• [SELECTION]:
"Concentration" is usually a bad word in lending circles, and something that regulators warn against regularly, but maybe an attitude adjustment is in order.
That's the view of researchers at the Massachusetts Institute of Technology and the University of Chicago, who in a recent paper found that banks did a good job of diversifying their commercial loan portfolios over a 10-year period.
The researchers also raised concerns that the audit and data-gathering requirements imposed on banks that lend heavily to certain sectors or types of borrowers are sometimes too costly and discourage banks from making more loans. Experience in certain types of credits and the instincts that come with specialization need to be rewarded, and some reporting requirements should be selectively eased, one of the authors said.
"We are not trying to say that concentration is not a problem," said Andrew Sutherland, an assistant professor from MIT Sloan School of Management, who co-wrote the paper with Philip G. Berger and Michael Minnis at the University of Chicago Booth School of Business. "We are just saying that concentration can give a bank expertise. And when [lenders] have that expertise, they don't need hard information, they don't need audits as much."
Could the idea take root in a suddenly more deregulatory-minded Washington? Outside experts interviewed for this story raised some red flags on safety-and-soundness grounds, and they predicted banking reform efforts will be focused more on consumer lending initially.
Still, the notion is provocative, and it may have as good of a chance as ever of finding an audience given the Republican sweep of the White House and both houses of Congress, pressure to stimulate lending, and fading memories of the financial meltdown.
Regulators naturally sought to tighten credit-quality guidelines after the 2008 meltdown because so many lenders were heavily exposed to inflated real estate markets. The more recent energy crisis was a fresh reminder about how big banks and community banks near the Gulf Coast were vulnerable to the collapse in oil prices that hurt drillers and other energy firms.
Examiners expect banks to demonstrate that they are collecting more information from their larger commercial and industrial exposures to offset concentration risk, the paper said. The conventional wisdom is that the more hard information such as audited financial statements that lenders have about the financial health of business borrowers, the less likely they are to suffer widespread loan losses.
However, in studying 728 banks, including the 10 largest C&I lenders, the researchers found that from 2002-2011 the banks collectively did business with with more industries in more regions and their portfolios, as measured with the Hirschman-Herfindahl index, grew more diverse. (See related chart)
Moreover, banks collected audited statements less often from borrowers in regional industries in which they had more concentration. And there was no evidence that chargeoffs rose or returns dropped as a result.
"Banks with more exposure to a sector have more interactions with borrowers and are thus more informed," the paper says. Banks with expertise in specific loan areas have substitute sources of information, such as relationships and knowledge about an industry, and don't need to order up as many formal audits and other reports from borrowers as they are required to do.
"If a bank has had a large concentration for many, many years, [it is] least likely to need the audit," Sutherland said. "Whereas a bank that is brand new to a concentration, [that] first enters a new sector and has a very large exposure to that sector, that's where we would say that the audit should be collected."
Though banks may be willing to make a loan based on their expertise in a certain sector, audit requirements may stop them from doing business with "opaque" firms that are reluctant to supply the kind of information that bankers feel their examines want.

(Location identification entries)

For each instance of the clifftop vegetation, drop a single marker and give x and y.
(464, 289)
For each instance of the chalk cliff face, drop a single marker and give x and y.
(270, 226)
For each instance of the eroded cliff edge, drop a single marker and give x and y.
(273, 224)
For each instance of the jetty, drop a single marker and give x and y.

• [GIVEN INSTRUCTION]:
Please translate this sentence from the article on lending concentration into Spanish: "Moreover, banks collected audited statements less often from borrowers in regional industries in which they had more concentration." The location identification entries aren't needed here.

• [EXERCISE SOLUTION]:
Además, los bancos recopilaron estados financieros auditados con menos frecuencia de los prestatarios de industrias regionales en las que tenían mayor concentración.